▶ **What the exercise asks**:
In the listing below, how many lines contain the string "patch"? Reply with the number alone.
# Records for the task start
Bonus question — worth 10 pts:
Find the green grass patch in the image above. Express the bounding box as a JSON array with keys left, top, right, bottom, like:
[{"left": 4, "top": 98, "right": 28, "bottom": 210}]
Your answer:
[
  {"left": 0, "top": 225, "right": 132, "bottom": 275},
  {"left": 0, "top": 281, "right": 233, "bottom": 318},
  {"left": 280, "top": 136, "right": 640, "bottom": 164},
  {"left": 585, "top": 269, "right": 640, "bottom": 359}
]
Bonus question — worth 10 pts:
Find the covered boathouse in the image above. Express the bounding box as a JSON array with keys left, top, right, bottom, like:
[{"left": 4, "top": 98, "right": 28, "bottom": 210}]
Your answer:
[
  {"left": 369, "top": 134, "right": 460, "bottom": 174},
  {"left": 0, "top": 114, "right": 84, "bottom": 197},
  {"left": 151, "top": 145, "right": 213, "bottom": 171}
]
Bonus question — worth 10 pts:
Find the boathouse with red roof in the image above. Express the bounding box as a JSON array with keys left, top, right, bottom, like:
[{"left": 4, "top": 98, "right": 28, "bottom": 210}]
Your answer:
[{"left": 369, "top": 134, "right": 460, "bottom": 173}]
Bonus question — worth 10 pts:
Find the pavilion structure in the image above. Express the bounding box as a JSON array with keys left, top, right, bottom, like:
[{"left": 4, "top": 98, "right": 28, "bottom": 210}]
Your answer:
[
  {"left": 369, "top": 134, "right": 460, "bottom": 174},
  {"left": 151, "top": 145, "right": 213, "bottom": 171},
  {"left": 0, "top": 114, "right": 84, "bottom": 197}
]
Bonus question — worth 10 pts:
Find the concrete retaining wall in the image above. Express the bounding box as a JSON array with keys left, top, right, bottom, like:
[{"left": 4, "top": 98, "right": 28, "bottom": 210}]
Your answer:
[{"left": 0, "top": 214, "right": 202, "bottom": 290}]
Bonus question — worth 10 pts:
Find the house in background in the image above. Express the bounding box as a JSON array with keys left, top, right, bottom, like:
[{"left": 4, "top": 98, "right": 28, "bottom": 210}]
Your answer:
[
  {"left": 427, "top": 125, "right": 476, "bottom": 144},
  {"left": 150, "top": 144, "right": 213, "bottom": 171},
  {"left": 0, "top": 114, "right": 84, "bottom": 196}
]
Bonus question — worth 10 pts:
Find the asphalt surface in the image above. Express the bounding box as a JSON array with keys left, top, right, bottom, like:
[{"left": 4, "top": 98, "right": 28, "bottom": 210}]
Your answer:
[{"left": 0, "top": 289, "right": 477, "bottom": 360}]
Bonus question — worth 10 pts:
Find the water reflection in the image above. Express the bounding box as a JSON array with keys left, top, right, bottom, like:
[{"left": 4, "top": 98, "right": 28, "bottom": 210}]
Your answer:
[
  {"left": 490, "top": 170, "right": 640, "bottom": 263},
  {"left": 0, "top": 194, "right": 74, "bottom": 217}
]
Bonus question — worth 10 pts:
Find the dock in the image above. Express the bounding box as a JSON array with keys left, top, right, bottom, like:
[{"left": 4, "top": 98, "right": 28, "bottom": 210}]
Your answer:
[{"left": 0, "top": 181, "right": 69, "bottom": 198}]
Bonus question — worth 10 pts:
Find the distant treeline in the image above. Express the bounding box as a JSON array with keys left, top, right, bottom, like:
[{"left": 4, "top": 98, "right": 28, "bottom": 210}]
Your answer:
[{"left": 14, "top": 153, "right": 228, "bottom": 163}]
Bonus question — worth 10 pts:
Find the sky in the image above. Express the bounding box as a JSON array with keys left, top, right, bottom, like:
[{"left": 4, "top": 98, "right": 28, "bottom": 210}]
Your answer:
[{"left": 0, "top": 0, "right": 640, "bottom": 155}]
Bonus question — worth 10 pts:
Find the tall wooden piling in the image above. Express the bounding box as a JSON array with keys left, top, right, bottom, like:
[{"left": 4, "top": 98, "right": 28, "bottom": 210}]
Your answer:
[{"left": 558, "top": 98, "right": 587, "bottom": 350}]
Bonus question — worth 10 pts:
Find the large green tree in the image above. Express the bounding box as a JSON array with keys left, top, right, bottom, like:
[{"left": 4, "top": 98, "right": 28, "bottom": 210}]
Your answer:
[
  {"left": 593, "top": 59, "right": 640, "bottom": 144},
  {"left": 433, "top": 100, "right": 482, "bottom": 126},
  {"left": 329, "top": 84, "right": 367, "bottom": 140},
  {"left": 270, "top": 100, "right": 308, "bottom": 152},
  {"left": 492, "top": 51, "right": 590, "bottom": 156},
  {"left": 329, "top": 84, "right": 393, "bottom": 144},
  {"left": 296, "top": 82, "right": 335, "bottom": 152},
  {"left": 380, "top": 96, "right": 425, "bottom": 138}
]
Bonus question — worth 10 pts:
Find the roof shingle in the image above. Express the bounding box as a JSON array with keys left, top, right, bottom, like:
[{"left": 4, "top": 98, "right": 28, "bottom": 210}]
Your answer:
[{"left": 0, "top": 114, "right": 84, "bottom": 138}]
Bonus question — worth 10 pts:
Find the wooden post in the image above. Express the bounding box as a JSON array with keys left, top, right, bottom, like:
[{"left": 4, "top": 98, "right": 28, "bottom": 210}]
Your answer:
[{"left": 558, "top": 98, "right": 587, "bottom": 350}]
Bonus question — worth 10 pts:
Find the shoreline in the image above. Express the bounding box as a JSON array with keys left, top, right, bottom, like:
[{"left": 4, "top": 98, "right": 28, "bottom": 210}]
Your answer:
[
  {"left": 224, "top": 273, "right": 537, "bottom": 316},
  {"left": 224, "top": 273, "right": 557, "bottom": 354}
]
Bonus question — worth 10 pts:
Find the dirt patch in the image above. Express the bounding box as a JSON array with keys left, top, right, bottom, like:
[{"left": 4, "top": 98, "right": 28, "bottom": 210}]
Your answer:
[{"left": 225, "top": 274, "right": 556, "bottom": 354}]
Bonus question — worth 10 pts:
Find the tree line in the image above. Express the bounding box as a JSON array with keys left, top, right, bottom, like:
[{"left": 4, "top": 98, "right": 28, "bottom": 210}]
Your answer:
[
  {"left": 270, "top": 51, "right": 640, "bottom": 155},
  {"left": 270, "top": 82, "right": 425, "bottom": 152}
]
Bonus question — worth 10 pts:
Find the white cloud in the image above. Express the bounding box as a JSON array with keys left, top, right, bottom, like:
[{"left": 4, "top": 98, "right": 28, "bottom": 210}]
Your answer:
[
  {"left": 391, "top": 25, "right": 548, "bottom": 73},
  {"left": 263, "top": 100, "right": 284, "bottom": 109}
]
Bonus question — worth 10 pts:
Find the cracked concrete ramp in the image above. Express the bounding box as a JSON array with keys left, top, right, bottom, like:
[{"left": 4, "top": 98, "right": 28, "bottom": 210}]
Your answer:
# Records for the task end
▶ **Written solution**:
2